Passage given:
= = = =

Comparing maximum and minimum values of earnings in each major category, we see that women are earning the minimum salaries in most categories. They earn the maximum salaries in about three major categories. In the category of Production, Transportation and Material Moving, we see that a woman earns the maximun as well as the minimum salary. This is the department with the highest difference in the mean salary too.

  1. We now take a look at the proportion of women in each of the major categories.
summary3 <- jobs_gender %>%
  group_by(major_category) %>%
  summarise(total_female_percent = sum(workers_female)/sum(total_workers)*100,
            total_male_percent = sum(workers_male)/sum(total_workers)*100)  %>% 
  gather(key=gender, value = proportion, total_female_percent:total_male_percent)

ggplot(summary3, aes(x=major_category, y= proportion, fill= gender)) + 
  geom_col(color = "black") + 
  scale_fill_manual(values=c("#37FE00", "#040059"), labels = c("Percentage of Women", "Percentage of Men")) +
  ggtitle("Representation of Women in Each \n Occupational Category") +
  ylab("Propotion Value") +
  xlab("Major Category")+ 
  coord_flip() +
  guides(fill=guide_legend(" ")) + 
  theme(legend.position = "right",
        plot.title = element_text(color = "black", size = 14, face = "bold", hjust = 0.5),
        plot.subtitle = element_text(color = "darkblue", hjust = 0.5),
        axis.title.y = element_text(),
        axis.title.x = element_text(),
        axis.ticks = element_blank())

We see that the category of Natural Resources,Construction and Maintenance is highly male dominated. The healthcare Practitioners and Technical department have largest proportion of women but still have a pay gap of 20%. Service Sales and Office , Management Business have about 50% of women representation.

  1. To study the correlation between the earnings of women and their representation in each category, we look at the correlation values.
correlation <- jobs_gender %>% group_by(major_category) %>% 
  summarize(cor =cor(percent_female,wage_percent_female_wrt_male))

kable(correlation) %>%
  kable_styling(bootstrap_options = c("striped", "hover", "condensed", "responsive", "sm"), full_width = F, fixed_thead = T, )

= = = =

(Data records)
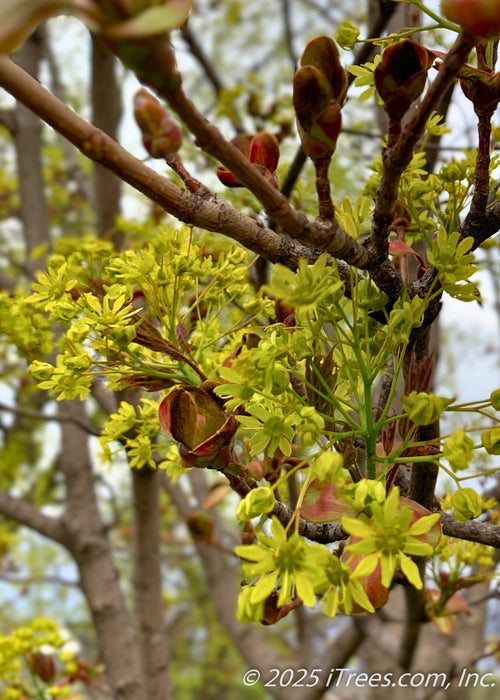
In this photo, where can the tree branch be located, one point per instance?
(397, 158)
(210, 212)
(26, 514)
(472, 530)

= = = =

Set tasks:
A: Which category does the earnings analysis describe as highly male dominated?
B: Please switch "tree branch" to "twig" throughout the data records and write them out again, leaving the pictures out.
The earnings analysis and the data records come from unrelated sources.

Task-by-task results:
A: Natural Resources, Construction and Maintenance.

B:
In this photo, where can the twig be located, one point per instance?
(397, 158)
(210, 212)
(26, 514)
(472, 530)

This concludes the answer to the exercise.